§ Extrait fourni
★ ★ ★

En début d’année, Jean-Baptiste Fressoz publiait une histoire de la transition énergétique qui allait à rebours de la vision habituellement présentée des changements opérés depuis le milieu du XIXe siècle et la révolution industrielle. Avec une « démarche d’historien », l’auteur revenait ainsi sur l’histoire des sources d’énergie en démontrant la symbiose qui se crée entre les sources d’énergie. Dès lors, le bandeau de l’éditeur affichait un brin provocateur l’affirmation suivante : « La transition énergétique n’aura pas lieu. » Chiche ?
Des indicateurs inquiétants
Pour comprendre cette idée d’un monde « sans transition », Jean-Baptiste Fressoz met en avant le fait que « les énergies sont symbiotiques et non concurrentielles. Nous ne sommes pas passés d’un coup du bois au charbon. Il fallait du bois pour construire les galeries, par exemple. » Cela explique l’idée pour l’historien que ce qu’on appelle transition énergétique n’a pas encore eu lieu et qu’une décarbonation de l’économie représente encore aujourd’hui un défi titanesque. Les obstacles à la transition écologique et à la diminution des émissions de gaz à effet de serre demeurent majeurs.
Michael Liebreich, du think thank BloombergNEF, relève lui cinq obstacles majeurs pour accomplir une politique zéro carbone. Parmi eux, l’expert britannique en énergie note que le signal prix en faveur du renouvelable pourrait être insuffisant… ou plus exactement trop lent à prendre l’ascendant sur le fossile. À ce jour, pour produire de la chaleur, le gaz naturel est plus compétitif.
Le troisième obstacle qu’il souligne, les besoins continus en ressources fossiles, rejoint les perspectives dressées par Jean-Baptiste Fressoz. « La symbiose entre les énergies est importante mais probablement pas la raison principale de l’accumulation énergétique. Le fait est que la consommation a été de plus en plus grande. Le problème n’est donc pas tant la source ou la production d’énergie, mais ce qui va être alimenté par ces énergies. Pour construire des voitures électriques, il faut de l’acier, de l’aluminium, etc. L’électrification du parc automobile est une bonne chose, ce sera mieux que les moteurs thermiques, mais pas suffisant. »
Aujourd’hui, l’extraction minière continue donc de progresser, même si on peut estimer que les besoins seront moindres à l’avenir. Enfin, il faut convaincre jusqu’aux acteurs des énergies fossiles d’intégrer ce changement. Inévitablement, des résistances s’opèrent pour défendre certaines prises d’intérêt, comme l’industrie pétrolière américaine dernièrement ou lors de la Cop28.
Cependant, l’exemple des baleines montre que des transitions sont possibles. Au XIXe siècle, alors que les cétacés sont pourchassés pour leur huile servant à l’éclairage, ils frisent l’extinction. L’émergence du pétrole, dopé par l’invention du moteur à explosion et des coûts bien plus faibles, doit leur offrir un temps de respiration bienvenu.

★ ★ ★

§ Lignes fournies
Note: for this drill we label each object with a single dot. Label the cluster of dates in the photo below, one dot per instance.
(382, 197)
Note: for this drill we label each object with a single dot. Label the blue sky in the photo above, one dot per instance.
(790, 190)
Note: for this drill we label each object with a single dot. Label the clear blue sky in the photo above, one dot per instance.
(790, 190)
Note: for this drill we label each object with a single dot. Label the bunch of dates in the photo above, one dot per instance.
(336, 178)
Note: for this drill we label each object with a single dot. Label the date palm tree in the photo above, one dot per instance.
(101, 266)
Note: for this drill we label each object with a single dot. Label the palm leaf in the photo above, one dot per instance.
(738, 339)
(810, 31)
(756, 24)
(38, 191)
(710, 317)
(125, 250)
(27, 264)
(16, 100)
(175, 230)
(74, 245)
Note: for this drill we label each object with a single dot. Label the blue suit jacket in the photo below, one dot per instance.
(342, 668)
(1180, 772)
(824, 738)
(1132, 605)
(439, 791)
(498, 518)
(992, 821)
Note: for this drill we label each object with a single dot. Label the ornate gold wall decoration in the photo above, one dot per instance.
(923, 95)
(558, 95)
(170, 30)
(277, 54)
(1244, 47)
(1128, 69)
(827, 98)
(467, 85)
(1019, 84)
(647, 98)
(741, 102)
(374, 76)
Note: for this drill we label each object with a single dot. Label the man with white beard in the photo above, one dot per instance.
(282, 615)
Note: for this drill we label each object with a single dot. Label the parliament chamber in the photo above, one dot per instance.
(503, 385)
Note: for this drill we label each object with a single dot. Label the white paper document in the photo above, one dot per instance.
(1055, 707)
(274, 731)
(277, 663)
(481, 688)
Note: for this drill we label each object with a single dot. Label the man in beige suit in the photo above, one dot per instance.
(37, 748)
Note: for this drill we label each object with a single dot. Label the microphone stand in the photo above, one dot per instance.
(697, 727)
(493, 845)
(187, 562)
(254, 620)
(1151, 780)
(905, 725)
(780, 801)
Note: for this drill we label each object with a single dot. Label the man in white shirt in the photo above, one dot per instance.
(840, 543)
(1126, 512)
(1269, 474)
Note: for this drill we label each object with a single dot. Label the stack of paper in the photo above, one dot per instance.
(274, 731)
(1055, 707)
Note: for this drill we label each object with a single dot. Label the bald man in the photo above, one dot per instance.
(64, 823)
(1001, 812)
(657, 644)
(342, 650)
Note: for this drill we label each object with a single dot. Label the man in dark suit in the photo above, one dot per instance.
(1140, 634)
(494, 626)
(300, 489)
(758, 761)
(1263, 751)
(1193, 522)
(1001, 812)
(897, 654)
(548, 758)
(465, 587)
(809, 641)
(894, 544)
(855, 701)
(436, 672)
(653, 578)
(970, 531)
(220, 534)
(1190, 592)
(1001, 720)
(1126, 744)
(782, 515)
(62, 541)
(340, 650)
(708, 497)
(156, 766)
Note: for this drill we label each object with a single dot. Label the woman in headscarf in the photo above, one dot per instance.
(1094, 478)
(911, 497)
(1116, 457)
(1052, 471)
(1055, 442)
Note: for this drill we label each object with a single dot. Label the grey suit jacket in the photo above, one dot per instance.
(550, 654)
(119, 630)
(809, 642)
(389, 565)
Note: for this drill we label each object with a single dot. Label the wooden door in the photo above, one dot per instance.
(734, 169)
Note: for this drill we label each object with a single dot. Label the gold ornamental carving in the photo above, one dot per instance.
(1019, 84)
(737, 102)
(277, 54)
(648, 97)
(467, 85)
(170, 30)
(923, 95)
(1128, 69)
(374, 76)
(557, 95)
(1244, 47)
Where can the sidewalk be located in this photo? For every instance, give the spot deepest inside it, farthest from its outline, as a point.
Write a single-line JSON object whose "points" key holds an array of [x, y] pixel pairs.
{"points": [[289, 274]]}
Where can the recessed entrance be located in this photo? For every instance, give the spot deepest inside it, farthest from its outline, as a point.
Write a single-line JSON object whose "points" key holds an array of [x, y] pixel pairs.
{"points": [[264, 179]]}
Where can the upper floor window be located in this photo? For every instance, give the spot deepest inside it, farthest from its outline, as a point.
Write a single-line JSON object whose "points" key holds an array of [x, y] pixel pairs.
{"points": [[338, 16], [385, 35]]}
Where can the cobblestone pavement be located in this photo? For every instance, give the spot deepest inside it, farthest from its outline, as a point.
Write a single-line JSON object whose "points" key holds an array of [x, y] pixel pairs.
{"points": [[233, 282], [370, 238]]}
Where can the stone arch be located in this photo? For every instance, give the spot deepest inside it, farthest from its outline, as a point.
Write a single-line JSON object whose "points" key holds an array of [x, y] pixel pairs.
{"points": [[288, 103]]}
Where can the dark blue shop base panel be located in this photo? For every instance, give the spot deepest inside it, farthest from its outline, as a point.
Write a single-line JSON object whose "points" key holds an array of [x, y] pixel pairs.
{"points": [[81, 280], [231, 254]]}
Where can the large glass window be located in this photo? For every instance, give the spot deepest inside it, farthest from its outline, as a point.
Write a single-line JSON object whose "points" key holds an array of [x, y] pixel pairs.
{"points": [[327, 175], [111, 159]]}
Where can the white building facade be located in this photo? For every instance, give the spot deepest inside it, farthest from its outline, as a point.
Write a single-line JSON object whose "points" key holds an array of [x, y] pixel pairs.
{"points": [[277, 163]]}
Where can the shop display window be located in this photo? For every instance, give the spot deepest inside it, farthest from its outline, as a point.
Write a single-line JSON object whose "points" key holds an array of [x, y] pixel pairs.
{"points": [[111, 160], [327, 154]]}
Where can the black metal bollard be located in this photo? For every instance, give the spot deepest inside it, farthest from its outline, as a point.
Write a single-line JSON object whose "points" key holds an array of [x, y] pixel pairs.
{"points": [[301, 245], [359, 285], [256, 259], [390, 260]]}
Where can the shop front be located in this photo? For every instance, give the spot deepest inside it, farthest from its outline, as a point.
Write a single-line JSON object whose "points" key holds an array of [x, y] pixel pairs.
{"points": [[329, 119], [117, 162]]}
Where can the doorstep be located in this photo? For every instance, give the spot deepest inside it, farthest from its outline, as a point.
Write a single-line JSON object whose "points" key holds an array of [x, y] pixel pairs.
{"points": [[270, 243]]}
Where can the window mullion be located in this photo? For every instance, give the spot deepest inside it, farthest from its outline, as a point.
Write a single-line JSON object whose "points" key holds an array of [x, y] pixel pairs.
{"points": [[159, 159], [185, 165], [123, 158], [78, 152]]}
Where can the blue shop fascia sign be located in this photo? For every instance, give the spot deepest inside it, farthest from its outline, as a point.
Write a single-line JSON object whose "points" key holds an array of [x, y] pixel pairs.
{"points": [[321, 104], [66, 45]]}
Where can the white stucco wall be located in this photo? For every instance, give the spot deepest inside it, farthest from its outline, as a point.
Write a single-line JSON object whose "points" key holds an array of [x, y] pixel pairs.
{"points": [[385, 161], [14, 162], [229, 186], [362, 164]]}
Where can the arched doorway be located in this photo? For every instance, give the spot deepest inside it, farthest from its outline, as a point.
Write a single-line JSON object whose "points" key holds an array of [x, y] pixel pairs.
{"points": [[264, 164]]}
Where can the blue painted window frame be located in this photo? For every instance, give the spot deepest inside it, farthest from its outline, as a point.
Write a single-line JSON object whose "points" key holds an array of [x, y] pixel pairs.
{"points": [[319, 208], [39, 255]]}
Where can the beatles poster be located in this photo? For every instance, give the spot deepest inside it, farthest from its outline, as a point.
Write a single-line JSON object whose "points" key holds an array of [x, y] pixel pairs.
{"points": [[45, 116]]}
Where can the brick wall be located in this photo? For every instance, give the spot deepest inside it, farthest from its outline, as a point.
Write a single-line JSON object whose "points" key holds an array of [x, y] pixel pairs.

★ ★ ★

§ Série d'exercices
1. Dans l'extrait sur la transition énergétique, comment se traduit en anglais la phrase « Les obstacles à la transition écologique et à la diminution des émissions de gaz à effet de serre demeurent majeurs. » ?
2. Pouvez-vous recopier le passage de l'extrait sur la transition énergétique qui commence aux mots « Michael Liebreich, du » et s'arrête après « est plus compétitif. », en renommant « le gaz naturel » en « le charbon » ?

§ Réponses fournies
1. The obstacles to the ecological transition and to the reduction of greenhouse gas emissions remain major.

2.
Michael Liebreich, du think thank BloombergNEF, relève lui cinq obstacles majeurs pour accomplir une politique zéro carbone. Parmi eux, l’expert britannique en énergie note que le signal prix en faveur du renouvelable pourrait être insuffisant… ou plus exactement trop lent à prendre l’ascendant sur le fossile. À ce jour, pour produire de la chaleur, le charbon est plus compétitif.